* **Available records**:
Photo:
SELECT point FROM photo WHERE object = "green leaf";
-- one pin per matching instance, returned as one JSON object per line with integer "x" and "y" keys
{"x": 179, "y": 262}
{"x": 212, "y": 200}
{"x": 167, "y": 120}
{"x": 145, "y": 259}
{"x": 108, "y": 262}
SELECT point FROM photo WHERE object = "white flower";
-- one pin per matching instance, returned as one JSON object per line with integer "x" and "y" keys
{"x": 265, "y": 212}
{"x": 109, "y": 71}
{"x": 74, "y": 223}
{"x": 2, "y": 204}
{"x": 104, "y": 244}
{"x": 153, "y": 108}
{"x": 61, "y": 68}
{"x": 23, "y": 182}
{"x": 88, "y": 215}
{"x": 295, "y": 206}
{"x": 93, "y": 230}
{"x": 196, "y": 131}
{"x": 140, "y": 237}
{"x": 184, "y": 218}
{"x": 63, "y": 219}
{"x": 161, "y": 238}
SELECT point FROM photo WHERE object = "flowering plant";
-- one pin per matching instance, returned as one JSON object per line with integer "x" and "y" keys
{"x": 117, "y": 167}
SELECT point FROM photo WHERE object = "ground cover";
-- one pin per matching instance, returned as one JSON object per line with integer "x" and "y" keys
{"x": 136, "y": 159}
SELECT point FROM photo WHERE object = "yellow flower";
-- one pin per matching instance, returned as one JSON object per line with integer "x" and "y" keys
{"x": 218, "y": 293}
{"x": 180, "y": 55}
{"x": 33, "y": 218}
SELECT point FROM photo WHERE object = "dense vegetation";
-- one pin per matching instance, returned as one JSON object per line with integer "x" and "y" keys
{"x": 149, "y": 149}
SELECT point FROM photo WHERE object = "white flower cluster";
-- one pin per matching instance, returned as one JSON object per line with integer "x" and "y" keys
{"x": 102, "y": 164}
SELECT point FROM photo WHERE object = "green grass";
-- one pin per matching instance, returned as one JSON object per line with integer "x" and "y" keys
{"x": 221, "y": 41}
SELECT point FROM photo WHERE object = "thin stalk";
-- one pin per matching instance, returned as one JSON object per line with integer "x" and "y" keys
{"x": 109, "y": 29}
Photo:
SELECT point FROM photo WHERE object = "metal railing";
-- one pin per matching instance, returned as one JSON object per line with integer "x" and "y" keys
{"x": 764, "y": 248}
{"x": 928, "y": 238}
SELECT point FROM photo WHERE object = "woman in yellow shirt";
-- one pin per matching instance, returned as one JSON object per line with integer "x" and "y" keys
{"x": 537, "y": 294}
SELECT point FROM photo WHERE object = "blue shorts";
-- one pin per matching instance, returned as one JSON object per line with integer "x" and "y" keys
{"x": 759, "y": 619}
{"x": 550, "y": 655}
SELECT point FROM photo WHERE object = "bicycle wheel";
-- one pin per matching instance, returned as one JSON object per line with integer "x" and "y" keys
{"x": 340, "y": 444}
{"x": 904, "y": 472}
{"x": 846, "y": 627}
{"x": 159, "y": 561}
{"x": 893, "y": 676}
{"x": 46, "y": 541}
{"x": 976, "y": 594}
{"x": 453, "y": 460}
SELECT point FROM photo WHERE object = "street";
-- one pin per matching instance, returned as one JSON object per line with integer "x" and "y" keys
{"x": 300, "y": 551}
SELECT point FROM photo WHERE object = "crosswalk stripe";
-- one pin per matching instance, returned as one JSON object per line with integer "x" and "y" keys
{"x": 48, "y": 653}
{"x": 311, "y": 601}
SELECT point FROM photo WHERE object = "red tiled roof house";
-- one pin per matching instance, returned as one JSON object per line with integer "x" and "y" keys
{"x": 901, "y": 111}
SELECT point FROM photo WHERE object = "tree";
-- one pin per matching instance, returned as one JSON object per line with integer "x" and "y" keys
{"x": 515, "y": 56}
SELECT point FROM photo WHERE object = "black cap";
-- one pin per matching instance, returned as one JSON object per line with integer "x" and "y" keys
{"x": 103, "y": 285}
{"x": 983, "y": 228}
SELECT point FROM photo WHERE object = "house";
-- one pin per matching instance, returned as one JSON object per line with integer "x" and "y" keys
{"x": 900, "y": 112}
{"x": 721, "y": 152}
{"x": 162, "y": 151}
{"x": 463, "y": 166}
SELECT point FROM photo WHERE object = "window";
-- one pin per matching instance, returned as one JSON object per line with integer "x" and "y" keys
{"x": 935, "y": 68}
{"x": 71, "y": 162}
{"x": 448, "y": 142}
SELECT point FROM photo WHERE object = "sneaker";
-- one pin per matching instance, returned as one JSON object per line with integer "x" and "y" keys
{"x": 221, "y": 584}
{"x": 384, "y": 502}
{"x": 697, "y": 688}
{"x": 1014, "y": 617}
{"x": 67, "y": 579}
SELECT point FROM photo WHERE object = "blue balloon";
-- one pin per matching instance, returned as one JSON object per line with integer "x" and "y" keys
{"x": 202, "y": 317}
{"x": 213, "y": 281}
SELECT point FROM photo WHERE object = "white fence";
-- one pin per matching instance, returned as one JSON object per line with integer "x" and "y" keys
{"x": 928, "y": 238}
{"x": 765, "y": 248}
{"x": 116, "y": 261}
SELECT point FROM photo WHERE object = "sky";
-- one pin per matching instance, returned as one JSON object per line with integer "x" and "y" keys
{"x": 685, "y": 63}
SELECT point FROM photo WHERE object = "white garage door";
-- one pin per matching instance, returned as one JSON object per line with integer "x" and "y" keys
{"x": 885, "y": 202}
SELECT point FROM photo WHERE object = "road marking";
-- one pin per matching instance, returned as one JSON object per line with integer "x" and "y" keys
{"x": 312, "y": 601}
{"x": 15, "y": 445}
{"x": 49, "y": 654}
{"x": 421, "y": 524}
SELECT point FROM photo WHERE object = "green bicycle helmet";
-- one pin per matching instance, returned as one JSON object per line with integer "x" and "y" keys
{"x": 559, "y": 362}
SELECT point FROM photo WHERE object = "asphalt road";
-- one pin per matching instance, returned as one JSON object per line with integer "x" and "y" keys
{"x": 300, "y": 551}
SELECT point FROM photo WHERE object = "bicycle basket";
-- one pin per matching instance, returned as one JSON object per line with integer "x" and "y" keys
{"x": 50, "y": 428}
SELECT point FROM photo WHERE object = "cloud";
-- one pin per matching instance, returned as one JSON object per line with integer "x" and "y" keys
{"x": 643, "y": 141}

* **Problem description**: If a line in the listing contains the string "road", copy it.

* **Answer below**:
SELECT point FROM photo WHERE object = "road marking";
SELECT point FROM photo WHERE object = "asphalt road";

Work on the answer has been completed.